Read related article: The SEO War for Merchant Cash Advance
– deBanked
https://debanked.com
Merchant Cash Advance On Huffington Post / Just Call it a Coupon!
March 16, 2012An article was published by the Huffington Post today that explained the need for Merchant Cash Advance providers. Though some of it was described in an unflattering light, it conveyed some important messages.
- Real business owners explain that banks both big and small are not interested in lending to them
- One woman is quoted as saying: “If I ever write a book on how to open a restaurant, the first chapter is going to be ‘Banks Are Not Your Friends.'”
- A direct funding provider revealed that demand for merchant cash advances increased by 15 percent to 20 percent in 2011 and that 70% of businesses use more than 1 advance.
Our favorite line and perhaps the most important thing you can take away from this article is the quote by the CEO of AmeriMerchant. “[Merchant Cash Advance] is less expensive than [offering] a Groupon for 50 percent off or putting inventory on sale for 30 percent off.” Isn’t it ironic that the Groupon/e-coupon/social coupon concept is today’s business as usual and is at the same time significantly more costly than what the media considers to be expensive financing?

WORK TO COMPLETE:
(1) In the post about the Huffington Post article on merchant cash advances, replace "restaurant" with "bakery" and write the passage out again. Begin at the words "- Real business" and stop after "be expensive financing?".
(2) Based on the post about the Huffington Post article on merchant cash advances, mark each statement yes or no, and quote the words from the post that decide it.
(a) A direct funding provider said most businesses take more than one advance.
(b) The CEO of AmeriMerchant said a merchant cash advance costs more than offering a Groupon for 50 percent off.
(c) Demand for merchant cash advances rose by 30 percent in 2011.
(3) Continue the post about the Huffington Post article on merchant cash advances, starting after its last sentence.

EXTRACTED MATERIAL:
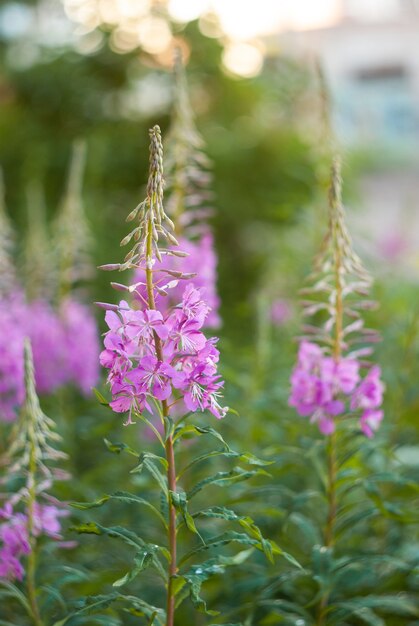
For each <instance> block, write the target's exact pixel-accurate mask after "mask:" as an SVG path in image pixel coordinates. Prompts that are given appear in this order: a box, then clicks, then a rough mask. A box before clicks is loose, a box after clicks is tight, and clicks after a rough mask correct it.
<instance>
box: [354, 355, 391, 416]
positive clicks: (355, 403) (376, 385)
mask: <svg viewBox="0 0 419 626" xmlns="http://www.w3.org/2000/svg"><path fill="white" fill-rule="evenodd" d="M380 377H381V368H380V367H379V366H378V365H375V366H374V367H372V368H371V369H370V371H369V372H368V374H367V375H366V377H365V378H364V380H363V381H362V382H361V384H360V385H359V387H358V389H357V390H356V391H355V393H354V395H353V396H352V400H351V409H352V410H356V409H359V408H360V409H378V407H380V406H381V403H382V401H383V393H384V384H383V383H382V381H381V378H380Z"/></svg>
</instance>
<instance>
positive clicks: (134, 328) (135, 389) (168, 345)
mask: <svg viewBox="0 0 419 626" xmlns="http://www.w3.org/2000/svg"><path fill="white" fill-rule="evenodd" d="M164 311H165V307H164ZM208 312H209V307H208V306H207V304H206V303H205V302H204V301H203V300H202V299H201V295H200V292H199V291H198V290H197V289H196V288H195V287H194V286H193V285H192V284H188V285H187V286H186V288H185V290H184V294H183V298H182V302H181V303H180V304H179V305H178V306H177V307H174V308H173V309H172V310H170V311H169V312H164V313H162V312H161V311H159V310H156V309H150V308H144V309H143V310H135V309H132V308H131V307H130V306H129V305H128V303H127V302H125V301H122V302H120V304H119V306H118V307H116V309H115V310H108V311H107V312H106V316H105V319H106V323H107V324H108V327H109V331H108V332H107V333H106V335H105V340H104V343H105V350H104V351H103V352H102V354H101V357H100V362H101V364H102V365H103V366H104V367H106V368H108V369H109V370H110V371H109V375H108V382H109V384H110V387H111V391H112V398H113V399H112V402H111V407H112V409H113V410H114V411H116V412H121V413H123V412H128V418H127V421H126V424H131V423H133V414H135V413H142V412H143V411H144V409H147V410H148V411H149V412H151V413H153V408H152V405H153V403H152V400H158V401H163V400H164V401H167V402H169V403H170V404H172V403H178V402H181V401H183V403H184V405H185V406H186V409H187V410H188V411H198V410H200V411H204V410H205V409H208V410H209V411H210V412H211V413H212V414H213V415H215V417H217V418H222V417H224V415H225V414H226V412H227V408H226V407H222V406H220V404H219V399H220V396H221V389H222V387H223V384H224V383H223V381H222V380H221V379H220V376H219V374H218V373H217V363H218V358H219V352H218V350H217V348H216V343H217V339H206V337H205V335H204V334H203V333H202V327H203V325H204V323H205V320H206V318H207V315H208ZM156 338H158V339H157V341H158V342H159V345H160V347H161V351H160V350H159V349H157V348H156ZM159 351H160V354H159Z"/></svg>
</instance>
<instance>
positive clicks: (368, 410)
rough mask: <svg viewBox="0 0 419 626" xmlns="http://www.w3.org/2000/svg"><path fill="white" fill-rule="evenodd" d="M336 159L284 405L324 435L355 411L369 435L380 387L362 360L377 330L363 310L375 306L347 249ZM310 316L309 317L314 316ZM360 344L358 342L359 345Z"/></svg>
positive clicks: (331, 431)
mask: <svg viewBox="0 0 419 626" xmlns="http://www.w3.org/2000/svg"><path fill="white" fill-rule="evenodd" d="M341 186H342V180H341V174H340V162H339V159H335V160H334V162H333V166H332V172H331V185H330V189H329V215H328V229H327V232H326V235H325V237H324V240H323V244H322V247H321V251H320V254H319V255H317V257H316V259H315V263H314V272H313V273H312V274H311V277H310V284H309V285H308V286H307V287H305V288H304V290H303V293H304V298H305V299H304V301H303V303H302V304H303V308H304V313H305V316H306V317H309V318H312V320H311V322H310V323H308V324H306V325H305V326H304V333H305V334H306V337H311V338H312V341H308V340H307V339H304V340H303V341H302V342H301V344H300V347H299V353H298V361H297V365H296V367H295V368H294V370H293V373H292V376H291V394H290V399H289V404H290V405H291V406H294V407H295V408H296V409H297V411H298V413H299V414H300V415H302V416H307V417H310V420H311V422H316V423H317V424H318V426H319V429H320V431H321V432H322V433H323V434H325V435H330V434H332V433H333V432H334V430H335V427H336V422H337V421H338V420H337V418H338V416H341V418H343V417H344V415H345V414H347V413H355V415H356V416H357V417H358V418H359V424H360V428H361V431H362V432H363V433H364V434H365V435H366V436H368V437H371V436H372V435H373V433H374V432H375V431H376V430H377V428H378V426H379V424H380V422H381V420H382V418H383V414H382V411H380V410H378V409H379V407H380V406H381V403H382V400H383V391H384V385H383V383H382V382H381V380H380V374H381V371H380V368H379V367H377V366H374V367H371V368H370V369H368V364H366V363H364V362H362V361H361V360H360V359H362V358H363V357H365V356H369V355H370V354H371V352H372V350H371V347H370V345H368V344H371V343H374V342H375V341H377V339H378V337H377V334H376V333H375V332H374V331H373V330H371V329H366V328H365V326H364V319H363V312H364V311H365V310H368V309H371V308H372V307H373V305H374V303H373V302H371V301H370V300H363V299H362V296H368V293H369V289H370V287H371V282H372V281H371V277H370V275H369V274H368V272H367V271H366V270H365V269H364V267H363V266H362V262H361V260H360V258H359V257H358V255H357V254H356V253H355V251H354V250H353V248H352V241H351V237H350V234H349V232H348V229H347V227H346V223H345V211H344V207H343V204H342V193H341V191H342V189H341ZM313 316H315V317H314V319H313ZM360 344H361V345H360Z"/></svg>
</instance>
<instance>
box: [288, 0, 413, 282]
mask: <svg viewBox="0 0 419 626" xmlns="http://www.w3.org/2000/svg"><path fill="white" fill-rule="evenodd" d="M341 9H342V10H341V18H340V20H339V21H338V22H337V23H336V24H335V25H333V26H330V27H327V28H320V29H315V30H309V31H299V32H288V33H285V34H283V35H281V39H280V42H281V44H282V49H285V51H287V52H291V53H292V54H294V55H297V56H298V57H302V58H305V59H306V60H307V58H308V59H309V58H310V57H315V58H316V59H318V60H319V61H320V63H321V66H322V68H323V72H324V74H325V78H326V81H327V83H328V86H329V90H330V93H331V97H332V104H333V122H334V129H335V132H336V134H337V136H338V138H339V139H340V141H341V142H343V143H344V144H346V145H349V146H351V147H354V146H358V147H360V146H361V147H362V146H364V147H367V148H370V147H371V148H373V149H375V150H376V154H377V155H379V156H381V155H384V156H385V160H387V166H386V167H384V169H383V168H381V169H380V168H372V170H371V171H366V172H365V174H364V176H363V177H362V178H361V180H360V181H359V182H360V187H359V191H360V192H361V193H360V202H359V203H357V204H358V206H357V209H358V210H356V209H355V210H354V211H350V212H349V216H350V220H351V222H352V227H353V230H354V232H355V233H356V235H357V243H358V248H359V249H360V250H363V253H364V255H367V256H368V255H373V256H375V257H376V259H377V260H378V261H379V263H378V267H379V268H381V269H383V270H384V271H387V270H389V269H390V268H391V270H397V268H398V269H399V270H400V271H401V272H403V273H404V274H408V275H410V276H411V277H412V278H414V279H415V280H419V200H418V198H419V149H418V148H419V0H341ZM392 159H393V161H392ZM379 160H380V159H378V162H379ZM377 271H378V269H377Z"/></svg>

RESPONSES PER TASK:
(1)
- Real business owners explain that banks both big and small are not interested in lending to them
- One woman is quoted as saying: “If I ever write a book on how to open a bakery, the first chapter is going to be ‘Banks Are Not Your Friends.'”
- A direct funding provider revealed that demand for merchant cash advances increased by 15 percent to 20 percent in 2011 and that 70% of businesses use more than 1 advance.
Our favorite line and perhaps the most important thing you can take away from this article is the quote by the CEO of AmeriMerchant. “[Merchant Cash Advance] is less expensive than [offering] a Groupon for 50 percent off or putting inventory on sale for 30 percent off.” Isn’t it ironic that the Groupon/e-coupon/social coupon concept is today’s business as usual and is at the same time significantly more costly than what the media considers to be expensive financing?

(2)
(a) Yes: "70% of businesses use more than 1 advance."
(b) No: "[Merchant Cash Advance] is less expensive than [offering] a Groupon for 50 percent off"
(c) No: "demand for merchant cash advances increased by 15 percent to 20 percent in 2011"

(3)
LivingSocial has 60 million members worldwide and they operate much in the same way that Groupon does. Let’s discuss this. According to wikipedia, Groupon’s business model works as follows:
For example, an $80 massage could be purchased by the consumer for $40 through Groupon, and then Groupon and the retailer would split the $40. That is, the retailer gives a massage valued at $80 and gets approximately $20 from Groupon for it (under a 50%/50% split).
So the 50% discount to the consumer is actually a 75% loss of revenue for the business owner. This practice is publicly accepted as fair, practical, and a way to increase your sales. If that’s the case, should’t financing that costs $2,800 to receive $10,000 be considered a bargain? We think so. Expensive is in the eye of the beholder. The media has a funny way of convincing people that a 75% discount is a great deal but financing costs of 28% are astronomical. Not to say that 28% is cheap, but there is only one reason that low rate bank loans even existed in the first place. The SBA is willing to cover up to 90% of the defaults and charge it to the taxpayers. That’s an advantage the rest of the private sector doesn’t get.
We can’t help but think what would be if the Merchant Cash Advance concept was rebranded as a powerful social marketing tool to drive sales. What if a Merchant Cash Advance provider purchased $12,800 of a store’s future sales in exchange for $10,000 today and then mass marketed that business to local consumers through mailing lists, iphone apps, and website ads to drive customers to the store. That would allow the Merchant Cash Advance provider to recoup their purchase as fast as possible and at the same time create viral growth for the business. The technology already exists and businesses are already willing to accept 75% losses. Isn’t it time they all started getting a lot more bang for their buck?
It’s not expensive when it’s spun that way is it? Sayonara Groupon and LivingSocial! Merchant Cash Advance is the sleeping giant at your doorstep.